<<<<

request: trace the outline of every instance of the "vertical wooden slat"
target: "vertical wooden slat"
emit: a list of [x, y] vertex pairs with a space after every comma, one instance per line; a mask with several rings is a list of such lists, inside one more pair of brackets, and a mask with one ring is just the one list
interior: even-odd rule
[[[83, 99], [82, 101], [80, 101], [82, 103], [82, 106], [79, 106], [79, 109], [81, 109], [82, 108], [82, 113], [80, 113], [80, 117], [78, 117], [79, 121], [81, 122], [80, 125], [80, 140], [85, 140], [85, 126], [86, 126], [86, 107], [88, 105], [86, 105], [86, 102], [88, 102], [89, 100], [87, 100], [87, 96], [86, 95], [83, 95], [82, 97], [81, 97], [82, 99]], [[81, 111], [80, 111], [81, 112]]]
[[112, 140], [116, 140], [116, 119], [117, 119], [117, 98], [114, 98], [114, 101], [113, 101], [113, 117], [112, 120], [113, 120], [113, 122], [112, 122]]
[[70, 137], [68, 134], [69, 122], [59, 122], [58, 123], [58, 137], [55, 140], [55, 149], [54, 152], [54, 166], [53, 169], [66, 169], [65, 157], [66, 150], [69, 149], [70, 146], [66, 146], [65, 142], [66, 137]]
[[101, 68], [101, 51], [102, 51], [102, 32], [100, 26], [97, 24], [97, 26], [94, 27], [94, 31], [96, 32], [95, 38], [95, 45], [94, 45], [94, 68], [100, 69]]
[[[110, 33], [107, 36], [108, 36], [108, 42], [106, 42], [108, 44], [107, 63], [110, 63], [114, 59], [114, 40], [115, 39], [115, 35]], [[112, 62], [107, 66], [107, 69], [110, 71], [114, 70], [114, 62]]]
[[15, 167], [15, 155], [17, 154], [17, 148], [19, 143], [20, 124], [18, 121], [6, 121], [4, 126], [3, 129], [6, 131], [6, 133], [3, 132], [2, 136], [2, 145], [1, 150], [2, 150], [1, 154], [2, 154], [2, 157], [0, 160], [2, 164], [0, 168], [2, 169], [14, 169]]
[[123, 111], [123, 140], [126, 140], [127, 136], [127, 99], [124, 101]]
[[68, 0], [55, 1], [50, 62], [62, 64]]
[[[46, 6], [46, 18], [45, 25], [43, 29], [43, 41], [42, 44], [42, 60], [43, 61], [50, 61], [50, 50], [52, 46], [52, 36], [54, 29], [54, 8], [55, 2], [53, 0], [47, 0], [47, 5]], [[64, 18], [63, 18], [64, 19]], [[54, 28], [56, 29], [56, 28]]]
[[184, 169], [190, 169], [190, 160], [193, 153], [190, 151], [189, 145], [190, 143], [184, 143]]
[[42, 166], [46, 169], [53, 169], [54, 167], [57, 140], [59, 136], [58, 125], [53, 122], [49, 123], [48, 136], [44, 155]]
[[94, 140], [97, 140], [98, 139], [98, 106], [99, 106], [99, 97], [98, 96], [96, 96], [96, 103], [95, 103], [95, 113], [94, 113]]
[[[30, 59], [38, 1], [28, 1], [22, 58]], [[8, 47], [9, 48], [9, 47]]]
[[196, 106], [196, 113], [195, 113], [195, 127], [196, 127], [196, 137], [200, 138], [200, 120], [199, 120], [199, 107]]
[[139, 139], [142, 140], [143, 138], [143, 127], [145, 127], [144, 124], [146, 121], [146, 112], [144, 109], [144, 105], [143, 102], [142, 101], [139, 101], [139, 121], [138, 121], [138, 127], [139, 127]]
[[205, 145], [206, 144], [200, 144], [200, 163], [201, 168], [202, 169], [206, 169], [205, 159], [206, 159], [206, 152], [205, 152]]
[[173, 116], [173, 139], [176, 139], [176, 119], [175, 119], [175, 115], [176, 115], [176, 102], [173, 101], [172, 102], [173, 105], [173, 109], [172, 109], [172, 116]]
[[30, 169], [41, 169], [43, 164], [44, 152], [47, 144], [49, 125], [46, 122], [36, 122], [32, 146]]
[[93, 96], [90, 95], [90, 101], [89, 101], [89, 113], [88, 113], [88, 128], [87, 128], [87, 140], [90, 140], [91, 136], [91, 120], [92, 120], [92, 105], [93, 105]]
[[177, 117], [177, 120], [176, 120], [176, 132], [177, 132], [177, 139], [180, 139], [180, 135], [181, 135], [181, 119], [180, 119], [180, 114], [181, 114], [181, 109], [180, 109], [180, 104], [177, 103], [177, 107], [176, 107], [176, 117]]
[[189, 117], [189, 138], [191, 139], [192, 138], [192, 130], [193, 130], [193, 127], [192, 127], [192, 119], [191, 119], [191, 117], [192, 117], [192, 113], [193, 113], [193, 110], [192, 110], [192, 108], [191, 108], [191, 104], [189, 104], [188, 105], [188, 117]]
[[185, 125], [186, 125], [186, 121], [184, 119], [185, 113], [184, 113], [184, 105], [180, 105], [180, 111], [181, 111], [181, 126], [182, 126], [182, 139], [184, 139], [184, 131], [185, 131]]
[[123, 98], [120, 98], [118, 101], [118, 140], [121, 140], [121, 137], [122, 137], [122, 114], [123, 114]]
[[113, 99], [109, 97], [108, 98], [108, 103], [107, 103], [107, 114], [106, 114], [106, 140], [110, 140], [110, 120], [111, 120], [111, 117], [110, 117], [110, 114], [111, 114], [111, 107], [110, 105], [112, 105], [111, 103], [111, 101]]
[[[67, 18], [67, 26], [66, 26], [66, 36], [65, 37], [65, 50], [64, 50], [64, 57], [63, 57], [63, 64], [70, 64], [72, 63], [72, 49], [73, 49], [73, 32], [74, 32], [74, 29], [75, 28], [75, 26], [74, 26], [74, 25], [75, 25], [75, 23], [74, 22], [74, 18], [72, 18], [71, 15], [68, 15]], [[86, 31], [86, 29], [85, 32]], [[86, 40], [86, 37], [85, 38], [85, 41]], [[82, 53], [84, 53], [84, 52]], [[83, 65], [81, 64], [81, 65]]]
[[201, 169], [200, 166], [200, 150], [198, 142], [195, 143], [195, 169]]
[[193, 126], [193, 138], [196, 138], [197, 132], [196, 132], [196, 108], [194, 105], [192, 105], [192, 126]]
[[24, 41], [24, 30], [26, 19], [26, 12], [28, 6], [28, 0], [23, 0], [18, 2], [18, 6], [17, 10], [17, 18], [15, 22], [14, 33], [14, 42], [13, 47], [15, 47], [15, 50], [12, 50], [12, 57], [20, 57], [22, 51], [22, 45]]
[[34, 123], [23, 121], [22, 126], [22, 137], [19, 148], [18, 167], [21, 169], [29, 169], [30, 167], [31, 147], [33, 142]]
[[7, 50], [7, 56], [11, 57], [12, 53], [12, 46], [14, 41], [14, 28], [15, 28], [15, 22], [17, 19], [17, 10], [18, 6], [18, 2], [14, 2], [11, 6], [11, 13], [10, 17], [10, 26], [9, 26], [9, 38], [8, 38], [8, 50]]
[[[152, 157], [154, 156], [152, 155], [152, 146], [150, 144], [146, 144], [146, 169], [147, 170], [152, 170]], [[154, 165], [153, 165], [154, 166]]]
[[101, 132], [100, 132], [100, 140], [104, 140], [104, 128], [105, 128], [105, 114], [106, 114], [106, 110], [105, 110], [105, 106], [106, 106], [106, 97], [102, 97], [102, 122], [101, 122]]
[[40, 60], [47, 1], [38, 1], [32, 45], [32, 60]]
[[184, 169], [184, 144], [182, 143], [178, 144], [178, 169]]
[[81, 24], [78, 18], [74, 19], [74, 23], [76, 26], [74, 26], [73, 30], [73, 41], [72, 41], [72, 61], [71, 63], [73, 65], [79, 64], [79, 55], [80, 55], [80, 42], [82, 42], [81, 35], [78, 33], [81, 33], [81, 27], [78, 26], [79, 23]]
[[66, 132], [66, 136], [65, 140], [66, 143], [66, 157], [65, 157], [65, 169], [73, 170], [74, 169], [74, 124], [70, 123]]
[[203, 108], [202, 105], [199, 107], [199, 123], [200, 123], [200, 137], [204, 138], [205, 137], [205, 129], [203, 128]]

>>>>

What the exercise asks: Reproduce verbatim every line from the first line above through the line containing "70], [114, 62]]]", inclusive.

The output:
request: trace the outline of every instance of the "vertical wooden slat"
target: "vertical wooden slat"
emit: a list of [x, y] vertex pairs with a space after every comma, one instance per line; a mask with several rings is a list of such lists, inside one more pair of brackets, and a mask with one ring is just the one list
interior: even-odd rule
[[[83, 99], [82, 101], [80, 101], [82, 103], [82, 106], [79, 106], [79, 109], [81, 109], [82, 108], [82, 113], [80, 113], [80, 117], [78, 117], [79, 121], [81, 122], [80, 125], [80, 140], [85, 140], [85, 126], [86, 126], [86, 107], [88, 105], [86, 105], [86, 102], [88, 102], [89, 100], [87, 100], [87, 96], [86, 95], [83, 95], [82, 97], [81, 97], [82, 99]], [[81, 111], [80, 111], [81, 112]]]
[[112, 140], [116, 140], [116, 119], [117, 119], [117, 98], [114, 98], [114, 101], [113, 101], [113, 117], [112, 120], [113, 120], [113, 122], [112, 122]]
[[70, 137], [68, 134], [69, 122], [59, 122], [58, 123], [58, 137], [55, 140], [55, 149], [54, 152], [54, 166], [53, 169], [66, 169], [65, 157], [66, 150], [69, 149], [70, 146], [66, 146], [65, 142], [66, 137]]
[[101, 68], [101, 51], [102, 51], [102, 32], [100, 26], [97, 24], [97, 26], [94, 27], [94, 31], [96, 32], [95, 38], [95, 45], [94, 45], [94, 68], [100, 69]]
[[[110, 33], [107, 36], [108, 36], [108, 42], [106, 42], [108, 44], [107, 63], [110, 63], [114, 59], [114, 40], [115, 39], [115, 35]], [[112, 62], [107, 66], [107, 69], [110, 71], [114, 70], [114, 62]]]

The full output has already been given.